> [Исходный текст]
.....
Опубликовано в журнале Дружба Народов, номер 12, 2012
Всеволод Бенигсен
. ВИТЧ / witch: Роман ненашего времени. — М.: АСТ; Астрель, 2011.Дмитрий Быков. ИКС: Роман. — М.: Эксмо, 2012.
Ольга Балла
Объезжая кентавра
При всей своей разности, романы Всеволода Бенигсена и Дмитрия Быкова выполняют одну и ту же, общекультурного масштаба задачу: оба заняты переработкой, переосмыслением и тем самым — преодолением Больших Мифологем советского (а отчасти и постсоветского) времени. В случае быковского романа, заметно более живого, объемного и сложного (бенигсеновский представляется все-таки по большей части умозрительной конструкцией), работа по преодолению советского оказывается, при ближайшем рассмотрении, даже не самой главной. Но, думается, очень не случайно, что в решение важных для автора задач втягивается именно советский материал.
Не будем томить читателя — поясним, о чем идет речь.
.....
> [Список записей]
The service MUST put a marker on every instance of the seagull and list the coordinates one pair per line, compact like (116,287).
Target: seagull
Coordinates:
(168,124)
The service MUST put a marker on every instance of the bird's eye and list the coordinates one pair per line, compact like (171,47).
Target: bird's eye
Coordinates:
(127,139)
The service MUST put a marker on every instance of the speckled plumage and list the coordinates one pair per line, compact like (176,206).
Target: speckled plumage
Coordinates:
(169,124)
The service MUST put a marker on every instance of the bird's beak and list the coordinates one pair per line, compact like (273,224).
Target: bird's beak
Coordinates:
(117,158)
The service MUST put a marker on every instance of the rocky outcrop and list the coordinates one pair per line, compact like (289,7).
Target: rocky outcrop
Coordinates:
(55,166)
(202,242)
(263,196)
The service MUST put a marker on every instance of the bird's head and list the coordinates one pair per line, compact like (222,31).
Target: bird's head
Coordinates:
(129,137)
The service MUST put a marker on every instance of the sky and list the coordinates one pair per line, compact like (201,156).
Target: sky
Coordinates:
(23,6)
.....
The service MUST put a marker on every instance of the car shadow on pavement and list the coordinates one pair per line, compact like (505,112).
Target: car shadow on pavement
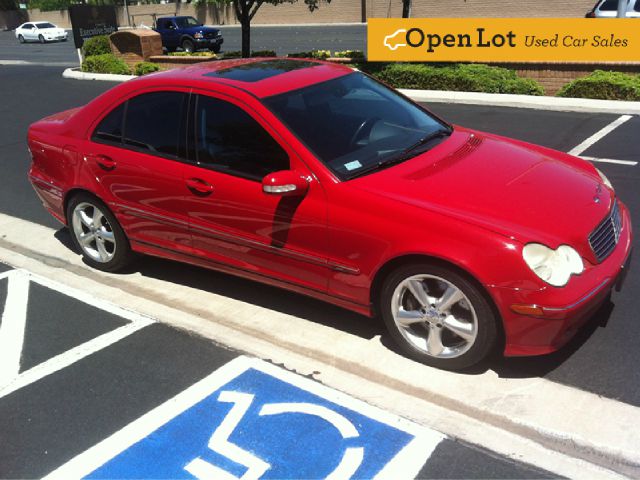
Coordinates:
.....
> [Задание] Процитируйте целиком, без единого изменения, исходный текст о романах Бенигсена и Быкова.

> [Ожидаемый ответ]
Опубликовано в журнале Дружба Народов, номер 12, 2012
Всеволод Бенигсен
. ВИТЧ / witch: Роман ненашего времени. — М.: АСТ; Астрель, 2011.Дмитрий Быков. ИКС: Роман. — М.: Эксмо, 2012.
Ольга Балла
Объезжая кентавра
При всей своей разности, романы Всеволода Бенигсена и Дмитрия Быкова выполняют одну и ту же, общекультурного масштаба задачу: оба заняты переработкой, переосмыслением и тем самым — преодолением Больших Мифологем советского (а отчасти и постсоветского) времени. В случае быковского романа, заметно более живого, объемного и сложного (бенигсеновский представляется все-таки по большей части умозрительной конструкцией), работа по преодолению советского оказывается, при ближайшем рассмотрении, даже не самой главной. Но, думается, очень не случайно, что в решение важных для автора задач втягивается именно советский материал.
Не будем томить читателя — поясним, о чем идет речь.